======== 抜粋本文 ========

この発明は、例えば、被成形素材寸法の広い変化にかかわらず成形ロールの兼用を実現する溶接鋼管などのロール成形方法に係り、上下ロールによる被成形素材を挟み込む位置(ピンチポイント、pinch‐point )を素材幅方向の目標成形領域と既成形領域又は未成形領域との境目にのみ設定して、当該目標成形領域を曲げ内側にある上ロールの所定カリバーに沿わせて、目標成形領域の曲げ外側には下ロールをほとんど当接させないようにして成形することにより、曲げ成形性を著しく向上させると共に、ロール疵、ロールマークや座屈の発生を防止して、エッジベンド(edge‐bend)方式のブレークダウン成形部にロールの兼用化を実現した新規な溶接鋼管などのロール成形方法に関する。
溶接鋼管のロール成形では、成形ロールを用いて帯状の素板の幅方向に逐次に曲げ加工を加えて必要な断面形状を作り出す。成形の初期段階であるブレークダウン成形部では、素板を概ね半円状の断面形状に成形する。その後、クラスタ成形及びフィンパス成形を経て、素板断面が開放状の円形となる。
上記ブレークダウン成形部においては、主として、図1のロールフラワーに示すような2種類の成形方式が使われている。エッジベンド方式では、素板を端部から中央(破線の円、以下図の素板上側を曲げ内側、素板下側を曲げ外側という)に向かっていくつかの領域に分けて順次に曲率を与える方法が採られる。一方、サーキュラーベンド(Circular‐bend)方式では、素板幅全域の曲率を段階的に大きくする方法が採られる。
いずれの成形方式を採用しても、従来のブレークダウン成形スタンドでは、通常、図2Aに示す上下一対の孔型ロールが配置され、例えば下ロールが凹部を有して上ロールが凸部となり、素板の幅方向の全て、すなわち素板の曲げ内側と曲げ外側の両方が設定したロールギャップに挟まれて変形する成形方法である。
このような従来の成形方法においては、素板に目標の曲率を与えるために、一般に、板厚に等しい均一なロールギャップを設定する必要がある。しかし、実生産においては、この成形方法には次の問題点がある。
素板の板厚に必ずバラツキがあり、また成形過程においても板厚が不均一に変動するので、板厚に等しい均一なロールギャップを設定しても、ロール表面と板表面が完全に密接するのではなく、不連続な接触状態にあり、接触領域および接触強さも時間の経過と共に変化し、この変化を予測することは不可能である。
その結果、まず、ロールの基準径(素板の移動速度に等しい回転周速度を有するロール表面部分の回転径)の設定が難しくなり、各スタンドでのロール回転速度を同調させるのも困難となる。従って、無駄な駆動力およびエネルギーが使われることが多くなり、また、製品表面に疵などができ易い。さらに、素材の幅方向の成形荷重および駆動力が非対称となり、素材の蛇行やローリングなどの現象が発生しやすい。

======== 提供データ ========

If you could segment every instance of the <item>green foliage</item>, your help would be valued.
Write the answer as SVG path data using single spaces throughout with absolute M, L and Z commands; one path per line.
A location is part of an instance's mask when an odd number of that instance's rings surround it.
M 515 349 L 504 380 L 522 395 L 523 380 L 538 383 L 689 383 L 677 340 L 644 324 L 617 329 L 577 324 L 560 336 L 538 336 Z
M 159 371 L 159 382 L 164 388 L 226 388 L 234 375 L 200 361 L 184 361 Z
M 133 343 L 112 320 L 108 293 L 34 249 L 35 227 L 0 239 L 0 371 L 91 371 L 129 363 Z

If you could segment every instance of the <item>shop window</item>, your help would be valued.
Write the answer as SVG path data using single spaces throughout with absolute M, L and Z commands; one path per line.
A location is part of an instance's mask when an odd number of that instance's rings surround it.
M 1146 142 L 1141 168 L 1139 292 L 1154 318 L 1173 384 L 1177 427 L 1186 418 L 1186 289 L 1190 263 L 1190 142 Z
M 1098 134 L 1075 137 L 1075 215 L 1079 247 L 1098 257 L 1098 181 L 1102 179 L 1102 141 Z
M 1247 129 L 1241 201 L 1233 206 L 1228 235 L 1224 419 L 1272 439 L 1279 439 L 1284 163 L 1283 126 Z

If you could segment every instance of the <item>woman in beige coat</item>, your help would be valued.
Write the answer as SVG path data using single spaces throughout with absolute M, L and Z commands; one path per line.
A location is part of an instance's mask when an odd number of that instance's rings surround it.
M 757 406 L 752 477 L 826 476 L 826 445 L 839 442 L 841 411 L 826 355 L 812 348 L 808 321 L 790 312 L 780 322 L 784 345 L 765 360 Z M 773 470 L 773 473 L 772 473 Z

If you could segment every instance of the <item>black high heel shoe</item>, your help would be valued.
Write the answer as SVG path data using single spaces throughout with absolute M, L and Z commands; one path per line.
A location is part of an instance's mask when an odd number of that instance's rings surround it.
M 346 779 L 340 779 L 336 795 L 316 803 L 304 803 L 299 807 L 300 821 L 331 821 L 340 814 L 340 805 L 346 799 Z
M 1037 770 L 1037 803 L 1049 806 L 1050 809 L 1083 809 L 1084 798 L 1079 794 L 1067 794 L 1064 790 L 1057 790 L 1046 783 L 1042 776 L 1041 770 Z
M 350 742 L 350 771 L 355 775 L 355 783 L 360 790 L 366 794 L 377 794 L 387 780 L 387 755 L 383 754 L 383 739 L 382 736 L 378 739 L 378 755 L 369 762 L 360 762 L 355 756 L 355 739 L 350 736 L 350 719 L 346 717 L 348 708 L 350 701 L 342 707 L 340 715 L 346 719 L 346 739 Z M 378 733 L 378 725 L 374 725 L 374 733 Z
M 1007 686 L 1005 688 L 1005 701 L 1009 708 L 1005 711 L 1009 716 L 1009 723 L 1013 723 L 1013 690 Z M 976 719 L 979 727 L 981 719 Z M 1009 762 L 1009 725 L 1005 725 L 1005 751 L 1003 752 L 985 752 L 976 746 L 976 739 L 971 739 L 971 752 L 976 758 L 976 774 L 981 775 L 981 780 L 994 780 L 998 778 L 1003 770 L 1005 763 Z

========

_作業一覧_.
**1.** 溶接鋼管のロール成形の文章を、「上記ブレークダウン成形部にお」を含む箇所から始めて「形方法には次の問題点がある。」で終わる範囲まで書き出し、その中の「ロールギャップ」をすべて「ロール間隙」に置き換える。
**2.** 溶接鋼管のロール成形の文章の最後の文に続けて、その先を書く。
リストはこの作業には関係しない。

_作業別の結果_.
**1.**
上記ブレークダウン成形部においては、主として、図1のロールフラワーに示すような2種類の成形方式が使われている。エッジベンド方式では、素板を端部から中央(破線の円、以下図の素板上側を曲げ内側、素板下側を曲げ外側という)に向かっていくつかの領域に分けて順次に曲率を与える方法が採られる。一方、サーキュラーベンド(Circular‐bend)方式では、素板幅全域の曲率を段階的に大きくする方法が採られる。
いずれの成形方式を採用しても、従来のブレークダウン成形スタンドでは、通常、図2Aに示す上下一対の孔型ロールが配置され、例えば下ロールが凹部を有して上ロールが凸部となり、素板の幅方向の全て、すなわち素板の曲げ内側と曲げ外側の両方が設定したロール間隙に挟まれて変形する成形方法である。
このような従来の成形方法においては、素板に目標の曲率を与えるために、一般に、板厚に等しい均一なロール間隙を設定する必要がある。しかし、実生産においては、この成形方法には次の問題点がある。

**2.**
上下ロールが共に孔型ロールであるため、異なるサイズの鋼管の成形に柔軟性が少ない。例えば、エッジベンド方式の場合は、製品外径と肉厚とのどちらかが変わる時に、すべての成形ロールを交換しなげればならない。サーキュラーベンド方式の場合は、製品径が同じ時に、一定範囲の肉厚の変化に対してロールギャップの調整でロールを兼用することができる。
そのために、この成形方式はエッジベンド方式より実用性が高いと思われる。しかし、比較的薄肉の素板を成形する時に、ロールギャップが不均一となり、素板に対する拘束が不充分なため、必要な成形性が得られないことが多い。つまり、このようなロールの兼用化は成形性を犠牲にしたものである。
しかし、ロール交換作業に伴う操業性、生産性の問題を解決するために、近年、ロール兼用化についての技術開発が盛んに行われてきた。その代表的なものは、ケージフォーミングミルである。
この種のミルにおいては、従来のクラスタロールの代わりに小型ロール(ケージロール)を多数並べることによってロール兼用化を図ろうとしている。しかし、ブレークダウン成形部では、従来型ミルと同じように、ロール兼用化が行われていない。また、交換ロールの数をできるだけ減らすために、クラスタ成形部だけではなく、従来ブレークダウン成形部が分担していた成形負荷の一部もケージ成形部に移し、ブレークダウン成形スタンドの数を減らしている。
ところが、ケージロールの成形機能がごく限られている。すなわち、ケージロールと素板との接触領域が非常に小さいため、素板断面各部分が不均一な曲げモーメントで成形される。このようなフリーベンド(free‐bend)曲げ方式の成形性は製品サイズおよび材質によって大きく変わり、設計通りに曲率をコントロールすることは極めて難しい。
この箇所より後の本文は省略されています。